• Information given
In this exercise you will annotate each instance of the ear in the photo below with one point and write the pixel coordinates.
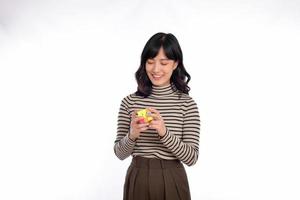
(175, 65)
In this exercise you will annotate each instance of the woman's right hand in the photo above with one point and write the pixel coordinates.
(136, 127)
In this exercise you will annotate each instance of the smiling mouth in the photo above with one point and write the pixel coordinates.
(156, 77)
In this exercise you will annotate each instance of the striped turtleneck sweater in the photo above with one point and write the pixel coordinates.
(181, 118)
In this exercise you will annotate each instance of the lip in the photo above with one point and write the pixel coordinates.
(156, 77)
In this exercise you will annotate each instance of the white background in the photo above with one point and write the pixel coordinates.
(65, 66)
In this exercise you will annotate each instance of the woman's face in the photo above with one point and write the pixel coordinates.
(159, 69)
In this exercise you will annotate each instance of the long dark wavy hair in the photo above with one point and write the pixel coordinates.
(180, 77)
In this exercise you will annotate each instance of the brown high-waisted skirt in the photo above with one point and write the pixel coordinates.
(156, 179)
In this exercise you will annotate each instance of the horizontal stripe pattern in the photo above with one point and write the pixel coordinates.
(181, 117)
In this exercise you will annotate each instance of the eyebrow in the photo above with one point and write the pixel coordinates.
(163, 59)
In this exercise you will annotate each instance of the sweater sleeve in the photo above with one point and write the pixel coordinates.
(186, 149)
(123, 146)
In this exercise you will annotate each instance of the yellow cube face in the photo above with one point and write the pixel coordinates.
(145, 114)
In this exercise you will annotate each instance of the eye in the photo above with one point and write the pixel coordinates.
(150, 61)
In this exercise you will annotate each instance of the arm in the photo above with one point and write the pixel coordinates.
(123, 146)
(186, 149)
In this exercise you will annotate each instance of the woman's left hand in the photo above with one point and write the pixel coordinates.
(157, 122)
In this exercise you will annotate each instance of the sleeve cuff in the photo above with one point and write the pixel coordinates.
(165, 137)
(130, 141)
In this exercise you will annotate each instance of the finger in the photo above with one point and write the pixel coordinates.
(142, 125)
(153, 110)
(133, 114)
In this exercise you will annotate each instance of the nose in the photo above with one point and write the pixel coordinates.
(156, 67)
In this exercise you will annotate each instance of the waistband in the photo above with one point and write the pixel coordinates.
(154, 163)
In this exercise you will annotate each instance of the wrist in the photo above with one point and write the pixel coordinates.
(132, 137)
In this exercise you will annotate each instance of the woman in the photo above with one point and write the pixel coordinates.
(160, 146)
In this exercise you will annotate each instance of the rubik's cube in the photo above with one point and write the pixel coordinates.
(146, 114)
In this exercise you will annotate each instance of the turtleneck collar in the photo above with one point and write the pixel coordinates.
(163, 90)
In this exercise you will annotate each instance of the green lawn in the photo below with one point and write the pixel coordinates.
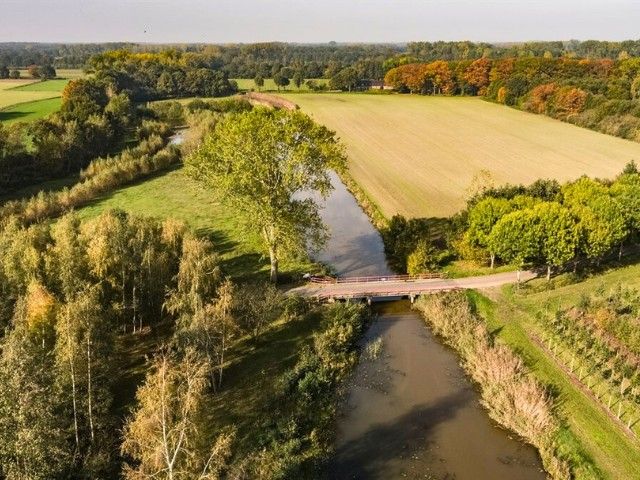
(512, 317)
(269, 85)
(56, 85)
(175, 195)
(28, 100)
(29, 111)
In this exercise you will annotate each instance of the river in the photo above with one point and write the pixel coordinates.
(410, 412)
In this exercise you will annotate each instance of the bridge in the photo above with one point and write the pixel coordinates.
(392, 286)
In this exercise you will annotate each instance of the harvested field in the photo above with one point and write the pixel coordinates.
(418, 155)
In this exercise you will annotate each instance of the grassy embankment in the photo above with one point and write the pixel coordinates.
(417, 155)
(513, 319)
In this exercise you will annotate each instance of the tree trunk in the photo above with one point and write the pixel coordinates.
(221, 366)
(90, 396)
(73, 398)
(273, 255)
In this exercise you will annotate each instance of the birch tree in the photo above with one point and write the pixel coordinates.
(261, 162)
(164, 437)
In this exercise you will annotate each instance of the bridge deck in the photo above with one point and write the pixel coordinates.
(408, 287)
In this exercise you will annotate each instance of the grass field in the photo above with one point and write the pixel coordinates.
(55, 85)
(248, 84)
(512, 318)
(175, 195)
(29, 111)
(12, 92)
(417, 155)
(27, 100)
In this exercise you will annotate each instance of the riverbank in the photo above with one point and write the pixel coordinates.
(411, 411)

• Set exercise
Everything from the line with "In this exercise you will annotate each instance of the tree" to the end of the listing above needs to be duplicated exactly, both end lines included, with nothing more.

• Task solution
In this exercise you will annotate each instance of the tree trunk in the photo above with one point and write the pixel coordinates.
(221, 366)
(90, 396)
(73, 398)
(273, 255)
In this exercise you will annotate each instance of the birch tree in the photo above with one point and write the pixel coordinates.
(261, 162)
(164, 437)
In this exercise you will annotate each instance of the bridge deck in the photo above with one point and write the pixel coordinates.
(408, 287)
In this exercise you will annotate each instance of the grass field in the photo above with one point and write the pixel coordinates.
(55, 85)
(248, 84)
(512, 318)
(175, 195)
(29, 111)
(12, 92)
(417, 155)
(27, 100)
In this exercise you will annotate each instance of the riverbank in the photo above with one point and write the pixel coordinates.
(411, 411)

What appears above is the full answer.